[Exercise] Write the data below out again, exactly as each line reads.

******************************

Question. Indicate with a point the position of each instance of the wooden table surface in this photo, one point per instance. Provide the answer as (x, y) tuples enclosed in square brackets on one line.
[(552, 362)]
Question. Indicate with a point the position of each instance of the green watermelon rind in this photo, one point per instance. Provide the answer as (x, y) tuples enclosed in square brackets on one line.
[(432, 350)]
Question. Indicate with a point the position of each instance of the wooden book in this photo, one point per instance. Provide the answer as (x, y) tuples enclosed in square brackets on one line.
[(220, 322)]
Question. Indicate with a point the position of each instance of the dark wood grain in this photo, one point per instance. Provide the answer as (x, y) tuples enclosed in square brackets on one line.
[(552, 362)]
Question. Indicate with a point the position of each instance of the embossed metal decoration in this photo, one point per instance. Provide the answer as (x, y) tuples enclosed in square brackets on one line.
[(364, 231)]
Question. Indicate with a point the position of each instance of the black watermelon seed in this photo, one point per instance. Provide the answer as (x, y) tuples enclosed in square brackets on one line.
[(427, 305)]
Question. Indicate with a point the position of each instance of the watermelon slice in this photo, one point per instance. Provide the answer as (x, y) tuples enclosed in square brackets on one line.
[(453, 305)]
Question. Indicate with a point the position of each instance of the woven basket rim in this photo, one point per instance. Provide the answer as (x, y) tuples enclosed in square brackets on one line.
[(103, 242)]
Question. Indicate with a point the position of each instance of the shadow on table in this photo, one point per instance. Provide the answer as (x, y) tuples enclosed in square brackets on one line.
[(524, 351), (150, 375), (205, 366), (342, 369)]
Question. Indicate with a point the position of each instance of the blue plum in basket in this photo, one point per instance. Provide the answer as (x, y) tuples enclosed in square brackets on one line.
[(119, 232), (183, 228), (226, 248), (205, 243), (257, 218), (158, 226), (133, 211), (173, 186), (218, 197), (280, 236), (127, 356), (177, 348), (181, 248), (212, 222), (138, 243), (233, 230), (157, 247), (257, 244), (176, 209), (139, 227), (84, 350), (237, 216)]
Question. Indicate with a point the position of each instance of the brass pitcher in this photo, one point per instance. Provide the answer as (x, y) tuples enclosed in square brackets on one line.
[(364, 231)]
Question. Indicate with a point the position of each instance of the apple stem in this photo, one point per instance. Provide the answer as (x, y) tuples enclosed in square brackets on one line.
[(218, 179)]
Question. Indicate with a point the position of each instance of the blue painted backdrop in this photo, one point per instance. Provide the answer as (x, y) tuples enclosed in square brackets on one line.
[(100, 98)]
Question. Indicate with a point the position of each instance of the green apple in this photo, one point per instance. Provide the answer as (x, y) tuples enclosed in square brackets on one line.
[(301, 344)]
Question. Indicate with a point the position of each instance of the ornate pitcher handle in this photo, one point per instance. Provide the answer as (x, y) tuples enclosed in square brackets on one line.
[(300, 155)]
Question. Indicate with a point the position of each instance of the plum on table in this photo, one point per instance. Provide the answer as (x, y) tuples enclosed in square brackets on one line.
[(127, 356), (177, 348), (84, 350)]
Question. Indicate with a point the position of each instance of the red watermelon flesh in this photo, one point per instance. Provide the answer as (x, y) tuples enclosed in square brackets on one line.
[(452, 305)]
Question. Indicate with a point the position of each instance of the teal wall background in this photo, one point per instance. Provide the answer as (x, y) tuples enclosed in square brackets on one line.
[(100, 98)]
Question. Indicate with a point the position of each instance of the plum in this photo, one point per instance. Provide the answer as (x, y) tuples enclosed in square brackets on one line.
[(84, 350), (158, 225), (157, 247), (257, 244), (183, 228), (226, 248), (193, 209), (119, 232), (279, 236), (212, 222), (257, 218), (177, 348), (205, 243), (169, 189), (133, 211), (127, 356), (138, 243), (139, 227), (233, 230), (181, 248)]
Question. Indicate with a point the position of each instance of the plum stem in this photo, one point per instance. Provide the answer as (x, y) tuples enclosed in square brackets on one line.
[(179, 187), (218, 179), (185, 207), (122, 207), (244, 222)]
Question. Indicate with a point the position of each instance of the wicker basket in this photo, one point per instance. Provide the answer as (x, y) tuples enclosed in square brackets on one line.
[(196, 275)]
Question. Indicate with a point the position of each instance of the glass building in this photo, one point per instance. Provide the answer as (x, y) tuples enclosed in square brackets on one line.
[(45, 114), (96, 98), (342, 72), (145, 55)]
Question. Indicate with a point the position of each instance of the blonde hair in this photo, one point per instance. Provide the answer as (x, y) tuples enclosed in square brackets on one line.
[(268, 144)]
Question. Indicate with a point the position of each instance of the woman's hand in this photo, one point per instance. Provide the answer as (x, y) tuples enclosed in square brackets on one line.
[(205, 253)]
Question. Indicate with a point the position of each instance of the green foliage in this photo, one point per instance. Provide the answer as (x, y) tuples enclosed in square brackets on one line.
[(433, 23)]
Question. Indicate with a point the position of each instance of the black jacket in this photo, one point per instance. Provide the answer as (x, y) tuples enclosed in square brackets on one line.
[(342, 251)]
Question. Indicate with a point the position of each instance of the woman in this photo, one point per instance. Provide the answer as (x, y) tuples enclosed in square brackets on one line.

******************************

[Output of the exercise]
Question. Indicate with a point the position of each instance of the wooden table surface in this photo, one point per instance. Provide the answer as (x, y) tuples enclosed in square brackets on one line.
[(552, 362)]
Question. Indicate with a point the position of each instance of the green watermelon rind in this photo, one point per instance. Provide the answer as (x, y) tuples enclosed in square brackets on one line.
[(432, 350)]
Question. Indicate with a point the position of each instance of the wooden book in this photo, one point per instance. Provide the answer as (x, y) tuples enclosed in square brackets on one line.
[(220, 322)]
Question. Indicate with a point the position of each instance of the dark wood grain in this photo, one point per instance. Provide the answer as (x, y) tuples enclosed in square brackets on one line.
[(552, 362)]
Question. Indicate with a point the position of each instance of the embossed metal decoration in this photo, one point per instance. Provide the answer as (x, y) tuples enclosed in square brackets on one line.
[(364, 231)]
Question. Indicate with a point the position of each instance of the black watermelon seed in this photo, one point per instance. Provide the answer as (x, y) tuples enclosed in square brackets on one line.
[(427, 305)]
Question. Indicate with a point the position of each instance of the watermelon slice in this photo, one point per instance. Provide the answer as (x, y) tuples enclosed in square brackets on one line.
[(453, 305)]
Question. Indicate with a point the position of each instance of the woven basket rim in this photo, one point per instance. Provide the answer as (x, y) tuples enclosed in square brackets on one line.
[(103, 242)]
Question. Indicate with a point the position of each instance of the shadow on table in this photo, one point per instance. Provide the answer as (x, y) tuples enclosed in square brackets on one line.
[(524, 351), (150, 375), (205, 366), (342, 369)]
Question. Indicate with a point the position of each instance of the blue plum in basket in this photo, one point per instance. Provide the answer as (x, y) tuples enclosed in square brackets on one line.
[(119, 232), (183, 228), (226, 248), (205, 243), (257, 218), (158, 226), (133, 211), (173, 186), (218, 197), (280, 236), (127, 356), (177, 348), (181, 248), (212, 222), (138, 243), (233, 230), (157, 247), (257, 244), (176, 209), (139, 227), (84, 350), (237, 216)]
Question. Indicate with a point the position of each instance of the brass pitcher in this photo, one point per instance. Provide the answer as (x, y) tuples enclosed in square brackets on one line.
[(364, 231)]
Question. Indicate with a point the position of each instance of the apple stem in this photo, one point per instance. Provide the answer as (x, y) tuples enclosed in square brackets on one line.
[(218, 179)]
Question. Indicate with a point the position of each instance of the blue painted backdrop in this photo, one point per instance. Provide the answer as (x, y) tuples enclosed in square brackets on one line.
[(100, 98)]
Question. Indicate with a point the position of each instance of the green apple in this photo, one point per instance. Provide the answer as (x, y) tuples enclosed in square brackets on one line.
[(301, 344)]
Question. Indicate with a point the position of each instance of the ornate pitcher handle in this photo, one point per instance. Provide the answer as (x, y) tuples enclosed in square brackets on one line.
[(300, 155)]
Question. Indicate with a point the position of each instance of the plum on table in this photo, one point per instance. Provide the answer as (x, y) tuples enclosed in square brackets on one line.
[(127, 356), (177, 348), (84, 350)]
Question. Indicate with a point the position of each instance of the red watermelon flesh in this photo, one point per instance. Provide the answer as (x, y) tuples enclosed in square brackets on one line.
[(452, 305)]
Question. Indicate with a point the position of each instance of the teal wall background in this photo, one point per instance. Provide the answer as (x, y) tuples enclosed in square brackets on one line.
[(100, 98)]
Question. Indicate with a point the position of each instance of the plum in this photo, one point per instance. Provide the answer as (x, y) tuples enclosed in square brackets on one line.
[(84, 350), (158, 225), (157, 247), (257, 244), (183, 228), (226, 248), (193, 209), (119, 232), (279, 236), (212, 222), (257, 218), (177, 348), (205, 243), (169, 189), (133, 211), (127, 356), (138, 243), (139, 227), (233, 230), (181, 248)]
Question. Indicate with a point the position of each instance of the plum stem in this photo, one point per instance. Provide the answer as (x, y) tuples enclosed in square brackets on one line.
[(179, 187), (218, 179), (185, 207), (122, 207), (244, 222)]
Question. Indicate with a point the position of each instance of the wicker basket in this photo, one point per instance. Provide the answer as (x, y) tuples enclosed in square brackets on one line.
[(196, 275)]
Question. Indicate with a point the position of each instance of the glass building in this photo, one point per instance. Provide the answer as (x, y) tuples enclosed in square brackets on one line.
[(45, 114), (96, 98), (342, 72), (145, 55)]
Question. Indicate with a point the position of each instance of the blonde hair in this photo, one point per instance. Provide the answer as (x, y) tuples enclosed in square brackets on one line.
[(268, 144)]
Question. Indicate with a point the position of each instance of the woman's hand in this photo, one point per instance. Provide the answer as (x, y) tuples enclosed in square brackets on one line.
[(205, 253)]
Question. Indicate with a point the position of each instance of the green foliage in this photo, one point per instance. Provide the answer as (x, y) tuples enclosed in square brackets on one line.
[(433, 23)]
Question. Indicate with a point the position of each instance of the black jacket in this photo, one point per instance. Provide the answer as (x, y) tuples enclosed in square brackets on one line.
[(342, 251)]
Question. Indicate with a point the position of each instance of the woman in this photo, one point per instance. Provide the answer as (x, y) tuples enclosed in square brackets on one line.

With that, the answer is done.